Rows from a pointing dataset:

|---|

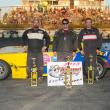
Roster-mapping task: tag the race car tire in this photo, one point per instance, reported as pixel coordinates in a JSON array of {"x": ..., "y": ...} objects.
[
  {"x": 5, "y": 70},
  {"x": 101, "y": 69}
]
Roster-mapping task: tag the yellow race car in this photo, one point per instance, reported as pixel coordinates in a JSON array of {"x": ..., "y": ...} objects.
[{"x": 13, "y": 56}]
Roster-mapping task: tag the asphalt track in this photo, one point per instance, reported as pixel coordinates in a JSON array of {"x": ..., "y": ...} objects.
[{"x": 18, "y": 95}]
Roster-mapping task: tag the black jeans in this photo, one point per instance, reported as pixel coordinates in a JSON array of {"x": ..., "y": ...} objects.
[{"x": 39, "y": 63}]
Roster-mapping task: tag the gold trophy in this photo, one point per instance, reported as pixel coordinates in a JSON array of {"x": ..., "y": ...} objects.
[
  {"x": 91, "y": 71},
  {"x": 34, "y": 73},
  {"x": 68, "y": 75}
]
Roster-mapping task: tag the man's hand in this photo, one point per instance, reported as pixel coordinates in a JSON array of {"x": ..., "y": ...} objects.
[
  {"x": 44, "y": 48},
  {"x": 73, "y": 54},
  {"x": 82, "y": 52},
  {"x": 55, "y": 53},
  {"x": 25, "y": 48},
  {"x": 98, "y": 51}
]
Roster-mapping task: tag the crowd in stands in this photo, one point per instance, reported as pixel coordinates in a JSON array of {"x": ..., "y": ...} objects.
[{"x": 54, "y": 16}]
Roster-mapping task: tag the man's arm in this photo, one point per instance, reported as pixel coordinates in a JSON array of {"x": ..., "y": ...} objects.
[
  {"x": 99, "y": 39},
  {"x": 80, "y": 37},
  {"x": 46, "y": 40}
]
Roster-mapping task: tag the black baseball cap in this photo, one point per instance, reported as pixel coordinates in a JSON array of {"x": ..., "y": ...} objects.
[{"x": 65, "y": 21}]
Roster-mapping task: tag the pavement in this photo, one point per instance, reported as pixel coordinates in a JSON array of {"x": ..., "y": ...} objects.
[{"x": 19, "y": 95}]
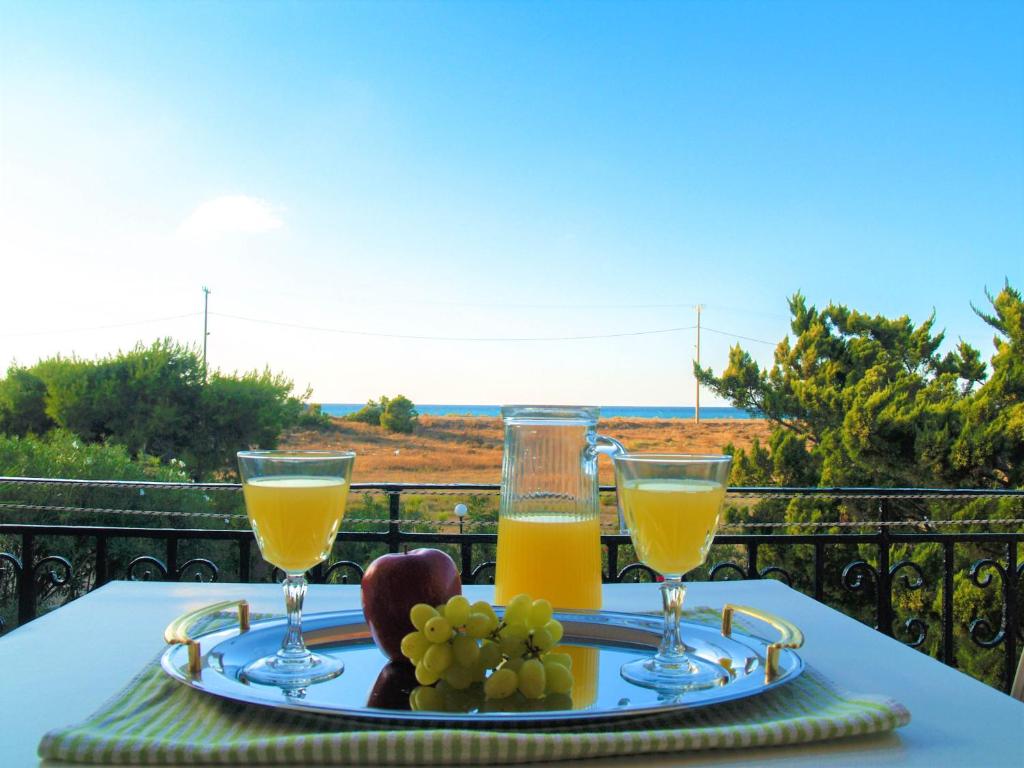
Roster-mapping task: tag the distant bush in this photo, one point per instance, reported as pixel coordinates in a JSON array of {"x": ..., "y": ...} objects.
[
  {"x": 23, "y": 403},
  {"x": 369, "y": 414},
  {"x": 312, "y": 417},
  {"x": 153, "y": 400},
  {"x": 394, "y": 414},
  {"x": 399, "y": 415}
]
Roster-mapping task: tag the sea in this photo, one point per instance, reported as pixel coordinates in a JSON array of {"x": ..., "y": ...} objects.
[{"x": 607, "y": 412}]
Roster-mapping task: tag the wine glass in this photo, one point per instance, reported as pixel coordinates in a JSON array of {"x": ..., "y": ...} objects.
[
  {"x": 671, "y": 504},
  {"x": 295, "y": 501}
]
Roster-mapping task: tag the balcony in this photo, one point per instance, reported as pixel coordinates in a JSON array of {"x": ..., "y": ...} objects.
[{"x": 947, "y": 584}]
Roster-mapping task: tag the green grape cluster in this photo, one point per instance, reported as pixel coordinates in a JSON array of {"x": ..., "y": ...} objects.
[{"x": 459, "y": 644}]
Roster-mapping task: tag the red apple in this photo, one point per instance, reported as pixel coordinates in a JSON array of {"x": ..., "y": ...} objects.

|---|

> **Short problem**: All the lines above are to be reproduced exactly, except the pictures.

> **Solution below**:
Roster-mapping task: tag the race car tire in this photo, one point per instance, reported as pixel coordinates in a JSON array of {"x": ..., "y": ...} objects.
[
  {"x": 5, "y": 70},
  {"x": 101, "y": 69}
]
Roster-mapping task: tag the yellow race car in this photo, one point per instance, reported as pixel coordinates in a JSON array of {"x": ..., "y": ...} objects.
[{"x": 13, "y": 56}]
Roster-mapping task: tag the asphalt track in this photo, one point per instance, reported as pixel coordinates in a JSON array of {"x": ..., "y": ...} objects.
[{"x": 18, "y": 95}]
Roster-mapping task: tag the black jeans in this photo, one point per instance, reported as pixel coordinates in a JSON array of {"x": ..., "y": ...} objects.
[{"x": 39, "y": 63}]
Roster-mapping task: tag the gold trophy in this photo, one point per instance, reported as pixel coordinates in a JSON array of {"x": ..., "y": ...} objects.
[
  {"x": 91, "y": 71},
  {"x": 34, "y": 73},
  {"x": 68, "y": 75}
]
Roster-mapping task: tag the man's hand in this photo, one point per instance, reported as pixel coordinates in a JSON array of {"x": ..., "y": ...} objects.
[
  {"x": 44, "y": 48},
  {"x": 73, "y": 54},
  {"x": 82, "y": 52},
  {"x": 55, "y": 53},
  {"x": 25, "y": 48},
  {"x": 98, "y": 51}
]
Roster-mapping task: tag the crowd in stands in this photo, one point per instance, reported as pixel coordinates in a JSON array of {"x": ..., "y": ...} objects.
[{"x": 54, "y": 16}]
Roster-mapping task: tag the man's arm in this photo, one point per instance, reported as pixel coordinates in a JSON array of {"x": ..., "y": ...} objects.
[
  {"x": 99, "y": 39},
  {"x": 80, "y": 37},
  {"x": 46, "y": 40}
]
Roster-mapping task: tag the black baseball cap in this photo, one point per instance, reported as pixel coordinates in a JSON array of {"x": ..., "y": ...} objects.
[{"x": 65, "y": 21}]
Roster-mapping task: tag the pavement in this photo, one point per instance, reported as pixel coordinates in a JSON array of {"x": ..., "y": ...} objects.
[{"x": 19, "y": 95}]
Roster-mapping task: tag the distant bush in this photo, one point per instance, reported as pixel coordinates in a JSON array of {"x": ..., "y": ...} objects.
[
  {"x": 23, "y": 403},
  {"x": 369, "y": 414},
  {"x": 312, "y": 417},
  {"x": 153, "y": 400},
  {"x": 394, "y": 414},
  {"x": 399, "y": 415}
]
Roster-mapping task: tag the sea in this photo, one point per instance, reported as pixel coordinates in a JSON array of {"x": ..., "y": ...} objects.
[{"x": 607, "y": 412}]
Roster-mapping task: tag the wine glass in this photo, one point per instance, reported as pixel coordinates in a JSON array of {"x": ..., "y": ...} objects.
[
  {"x": 671, "y": 504},
  {"x": 295, "y": 501}
]
Roster-mapping task: tag the balcony in this photo, one point per instance, reported as pixel coordinates in a JSON array of {"x": ..., "y": ...} objects.
[{"x": 947, "y": 584}]
Roster-mapping task: tag the green grape cluster in this photo, one point per instance, reported as pixel coordinates in a JSON array of {"x": ..., "y": ...} objects.
[{"x": 459, "y": 644}]
Roster-mapping task: tag the red apple in this photo, one point per instance, reported as pixel coordinates in a JSON array of {"x": ..., "y": ...} objects.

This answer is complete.